J’ai eu la chance d’être élevée (et rabaissée dans la cellule familiale) dans des zones à défendre (de celles prévues pour ne durer que le temps de l’arrivée des « populations immigrées dès 1960), aidant dans un café-brasserie appartenant à mes grands-parents proche d’une gare de banlieue est-parisienne, lieu typiquement « intersectionnel » dans ses problématiques de croisement entre « beaufs et barbares » (cf. Houria Bouteldja – Janvier 2023).
Je saisis plus d’une fois – mandatée ou auto-légitimée – ma posture privilégiée de meuffe blanche à grande gueule (petite-fille de commerçants-chasseurs-pêcheurs menée à la répartie de comptoir et meuffe cis-hétéra (dé-) »formée » avant ses 11 ans sur la défensive) comme pare-feu contre les violences systémiques qui m’apparaissaient déjà à l’école, dans la rue, dans les clubs sportifs, dans les MJC, dans le voisinage, sans bien sûr nommer du lexique actuel les oppressions et discriminations que 89% de mes pot·in·es subissaient.
Autant ma famille sanguine est peureuse, xénophobe post-Gaulliste-Néo-Lepensiste, complexée de classe et dépassée par la réalité sociale de la banlieue-est, autant ma famille sociale (mes copain·es, leurs parents-aïeul·es et leurs communautés, quelques profs) me confronte, me soigne, me politise, me porte et me questionne, jusqu’aux ruptures que d’autres nomment stratégies de survie.
Déjà enfant, je ne crois pas au narratif patriotique-français, autant parce qu’il est porté par mon environnement familial qui me violente et m’ostracise, mais aussi parce que les micro-interactions qui me sont permises avec des livres, des films (que je vois en cachette), le Hip-Hop, la Rn’B, la fameuse « musique du monde » (sic), les discussions de préau (violences policières, injustices sociales, maltraitance institutionnelle, discriminations race-classe-genre, …) des grand·es-frères&soeurs 2ème génération d’immigration d’Afrique de l’Ouest et du Nord, mais aussi du sud européen, montrent que le mensonge d’Etat devrait me soutenir. Par peur de ressembler aux « miens », par l’amertume de tant d’injustices, par besoin de « paix » (aussi révolutionnaire doit-elle être), par contradiction des « normes », par empathie aussi, par une sérendipité aussi hasardeuse que judicieuse, je me forme au NON contre l’Etat. Les « années SIDA », les manifestations « Touche pas à mon pote » (y avait que ça pour moi à ce moment là!), les ripostes estudiantines contre les réformes dont la fRance raffole et les studios et les caves où le rap casse le flux colonial.
───
» Travail à faire
#1 Reproduisez fidèlement le passage de l'extrait qui commence aux mots « Je saisis plus » et s'arrête après les mots « mes pot·in·es subissaient. ».
#2 D'après l'extrait, dans quels lieux les violences systémiques apparaissaient-elles déjà ? Nommez-les tous.
#3 Indiquez si chacun des énoncés suivants concorde avec l'extrait, en répondant par oui ou par non et en citant mot pour mot les termes décisifs.
(a) Les grands-parents possédaient un café-brasserie situé près d'une gare de la banlieue est-parisienne.
(b) Les films étaient regardés ouvertement.
(c) La famille sanguine est décrite comme courageuse.

Enregistrements extraits
───
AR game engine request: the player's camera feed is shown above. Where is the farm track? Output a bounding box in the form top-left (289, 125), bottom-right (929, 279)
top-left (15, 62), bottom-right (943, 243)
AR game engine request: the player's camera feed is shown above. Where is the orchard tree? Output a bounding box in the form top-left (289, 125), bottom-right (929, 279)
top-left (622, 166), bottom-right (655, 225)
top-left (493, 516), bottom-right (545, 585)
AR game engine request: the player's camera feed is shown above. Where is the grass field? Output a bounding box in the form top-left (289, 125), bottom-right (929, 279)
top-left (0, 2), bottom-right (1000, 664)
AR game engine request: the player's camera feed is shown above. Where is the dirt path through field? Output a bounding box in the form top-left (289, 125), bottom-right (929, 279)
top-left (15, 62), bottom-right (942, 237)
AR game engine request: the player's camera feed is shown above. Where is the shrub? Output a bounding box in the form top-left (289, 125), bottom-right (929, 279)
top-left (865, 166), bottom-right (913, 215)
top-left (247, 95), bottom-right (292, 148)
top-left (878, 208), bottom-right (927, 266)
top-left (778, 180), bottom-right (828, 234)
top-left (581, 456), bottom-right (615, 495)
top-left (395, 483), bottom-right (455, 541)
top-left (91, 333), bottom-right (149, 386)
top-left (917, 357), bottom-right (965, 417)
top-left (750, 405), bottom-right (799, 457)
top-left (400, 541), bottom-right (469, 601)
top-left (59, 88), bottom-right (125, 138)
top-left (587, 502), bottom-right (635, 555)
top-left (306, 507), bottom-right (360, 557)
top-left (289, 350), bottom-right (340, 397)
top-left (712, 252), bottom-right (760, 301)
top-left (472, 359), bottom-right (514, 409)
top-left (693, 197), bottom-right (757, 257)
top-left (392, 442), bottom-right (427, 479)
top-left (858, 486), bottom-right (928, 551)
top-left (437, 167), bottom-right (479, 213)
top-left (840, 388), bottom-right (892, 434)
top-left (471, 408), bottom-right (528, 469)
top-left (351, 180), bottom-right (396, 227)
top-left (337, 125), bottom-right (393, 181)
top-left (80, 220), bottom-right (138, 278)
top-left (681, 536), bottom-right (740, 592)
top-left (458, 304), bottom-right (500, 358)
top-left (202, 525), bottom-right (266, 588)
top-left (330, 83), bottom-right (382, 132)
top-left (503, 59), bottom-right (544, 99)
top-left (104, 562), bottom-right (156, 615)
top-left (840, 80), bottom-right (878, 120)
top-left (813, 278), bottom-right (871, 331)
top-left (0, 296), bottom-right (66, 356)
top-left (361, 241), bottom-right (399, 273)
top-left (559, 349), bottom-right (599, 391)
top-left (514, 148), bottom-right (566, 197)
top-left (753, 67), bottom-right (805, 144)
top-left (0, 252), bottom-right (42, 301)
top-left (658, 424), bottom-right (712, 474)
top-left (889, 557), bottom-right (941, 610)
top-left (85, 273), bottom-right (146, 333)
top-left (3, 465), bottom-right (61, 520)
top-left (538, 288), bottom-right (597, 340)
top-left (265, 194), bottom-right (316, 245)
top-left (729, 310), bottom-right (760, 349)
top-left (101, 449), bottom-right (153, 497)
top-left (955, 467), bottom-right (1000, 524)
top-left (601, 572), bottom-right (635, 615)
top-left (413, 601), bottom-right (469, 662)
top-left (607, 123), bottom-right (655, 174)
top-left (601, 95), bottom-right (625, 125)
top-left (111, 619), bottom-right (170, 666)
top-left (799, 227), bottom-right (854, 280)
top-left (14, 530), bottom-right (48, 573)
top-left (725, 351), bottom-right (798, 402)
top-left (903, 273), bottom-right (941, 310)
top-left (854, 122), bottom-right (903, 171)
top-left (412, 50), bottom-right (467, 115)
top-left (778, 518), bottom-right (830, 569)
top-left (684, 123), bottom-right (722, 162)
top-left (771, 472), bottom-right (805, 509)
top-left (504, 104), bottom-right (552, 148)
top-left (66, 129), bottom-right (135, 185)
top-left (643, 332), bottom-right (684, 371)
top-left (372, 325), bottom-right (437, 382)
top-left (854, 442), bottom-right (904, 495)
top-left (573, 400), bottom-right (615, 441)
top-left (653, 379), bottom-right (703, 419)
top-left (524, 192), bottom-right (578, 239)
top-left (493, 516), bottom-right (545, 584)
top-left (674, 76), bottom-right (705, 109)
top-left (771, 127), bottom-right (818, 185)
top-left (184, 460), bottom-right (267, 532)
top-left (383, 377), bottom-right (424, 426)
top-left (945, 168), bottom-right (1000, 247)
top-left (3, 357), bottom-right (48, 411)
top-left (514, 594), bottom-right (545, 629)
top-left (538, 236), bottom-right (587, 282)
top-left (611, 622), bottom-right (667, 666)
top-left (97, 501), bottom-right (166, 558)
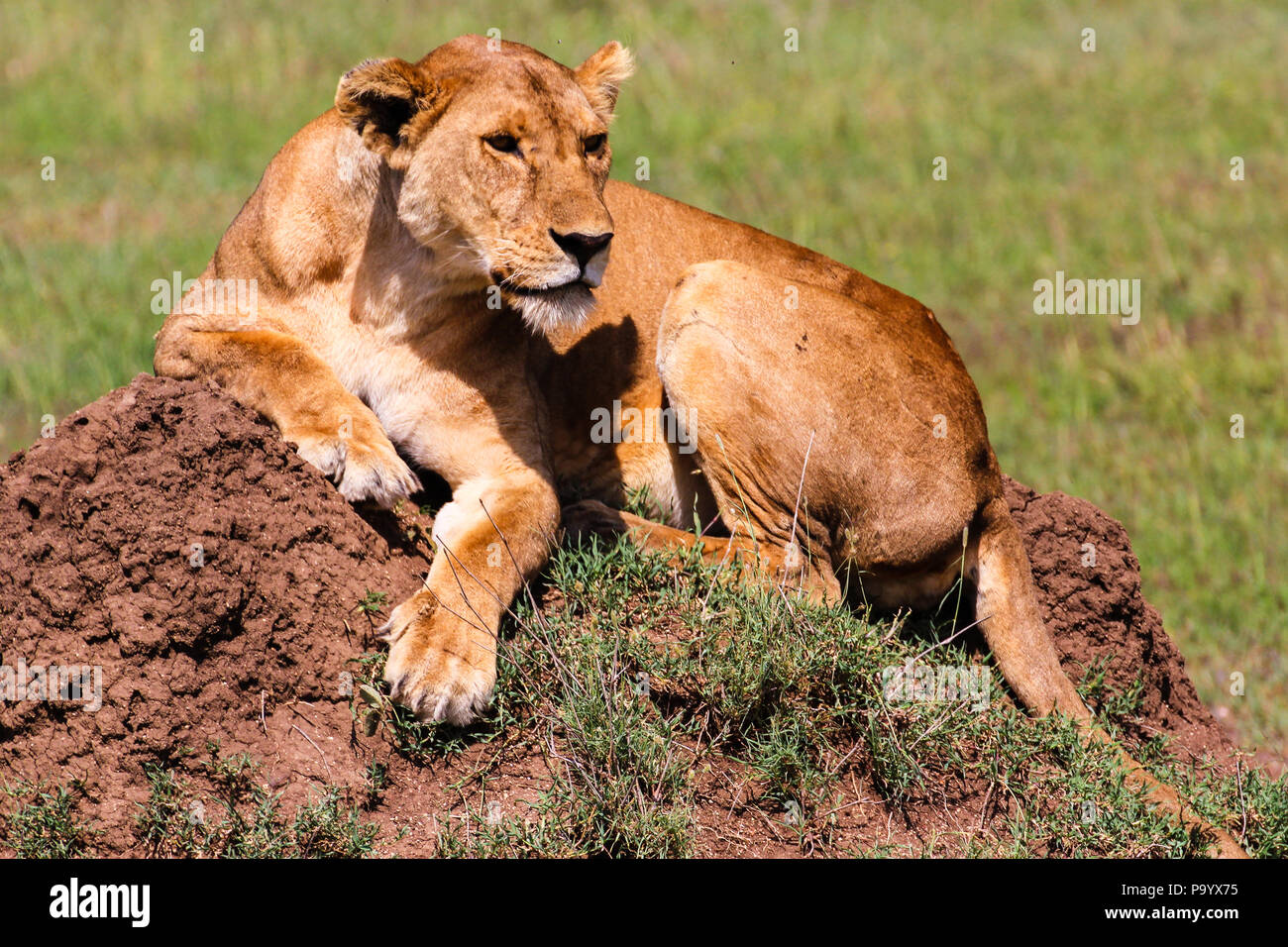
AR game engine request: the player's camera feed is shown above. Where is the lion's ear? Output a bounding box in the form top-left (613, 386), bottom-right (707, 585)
top-left (335, 59), bottom-right (447, 167)
top-left (574, 40), bottom-right (635, 121)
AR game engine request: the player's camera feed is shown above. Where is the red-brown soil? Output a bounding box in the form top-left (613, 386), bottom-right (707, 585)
top-left (0, 374), bottom-right (1234, 854)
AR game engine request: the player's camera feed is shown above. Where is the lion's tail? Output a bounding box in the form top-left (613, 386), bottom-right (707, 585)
top-left (975, 497), bottom-right (1248, 858)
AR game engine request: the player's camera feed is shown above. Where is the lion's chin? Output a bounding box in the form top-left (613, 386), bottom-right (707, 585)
top-left (505, 282), bottom-right (595, 335)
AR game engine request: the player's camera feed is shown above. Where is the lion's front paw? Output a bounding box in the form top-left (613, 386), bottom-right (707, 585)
top-left (382, 599), bottom-right (496, 727)
top-left (283, 421), bottom-right (421, 509)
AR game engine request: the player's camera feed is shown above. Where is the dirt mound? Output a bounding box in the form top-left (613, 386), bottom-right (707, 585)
top-left (0, 374), bottom-right (1232, 854)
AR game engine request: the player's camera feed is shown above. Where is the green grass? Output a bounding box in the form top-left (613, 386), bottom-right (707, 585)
top-left (136, 743), bottom-right (383, 858)
top-left (0, 0), bottom-right (1288, 766)
top-left (0, 783), bottom-right (97, 858)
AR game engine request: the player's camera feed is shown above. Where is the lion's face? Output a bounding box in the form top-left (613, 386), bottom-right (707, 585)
top-left (336, 36), bottom-right (631, 331)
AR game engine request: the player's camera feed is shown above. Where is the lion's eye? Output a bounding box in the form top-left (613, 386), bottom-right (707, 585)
top-left (483, 134), bottom-right (519, 155)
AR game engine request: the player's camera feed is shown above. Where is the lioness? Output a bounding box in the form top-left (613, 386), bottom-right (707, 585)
top-left (155, 36), bottom-right (1241, 854)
───
» Réponses attendues
#1
Je saisis plus d’une fois – mandatée ou auto-légitimée – ma posture privilégiée de meuffe blanche à grande gueule (petite-fille de commerçants-chasseurs-pêcheurs menée à la répartie de comptoir et meuffe cis-hétéra (dé-) »formée » avant ses 11 ans sur la défensive) comme pare-feu contre les violences systémiques qui m’apparaissaient déjà à l’école, dans la rue, dans les clubs sportifs, dans les MJC, dans le voisinage, sans bien sûr nommer du lexique actuel les oppressions et discriminations que 89% de mes pot·in·es subissaient.

#2 À l'école, dans la rue, dans les clubs sportifs, dans les MJC, dans le voisinage.

#3
(a) Oui : « un café-brasserie appartenant à mes grands-parents proche d’une gare de banlieue est-parisienne ».
(b) Non : « des films (que je vois en cachette) ».
(c) Non : « ma famille sanguine est peureuse ».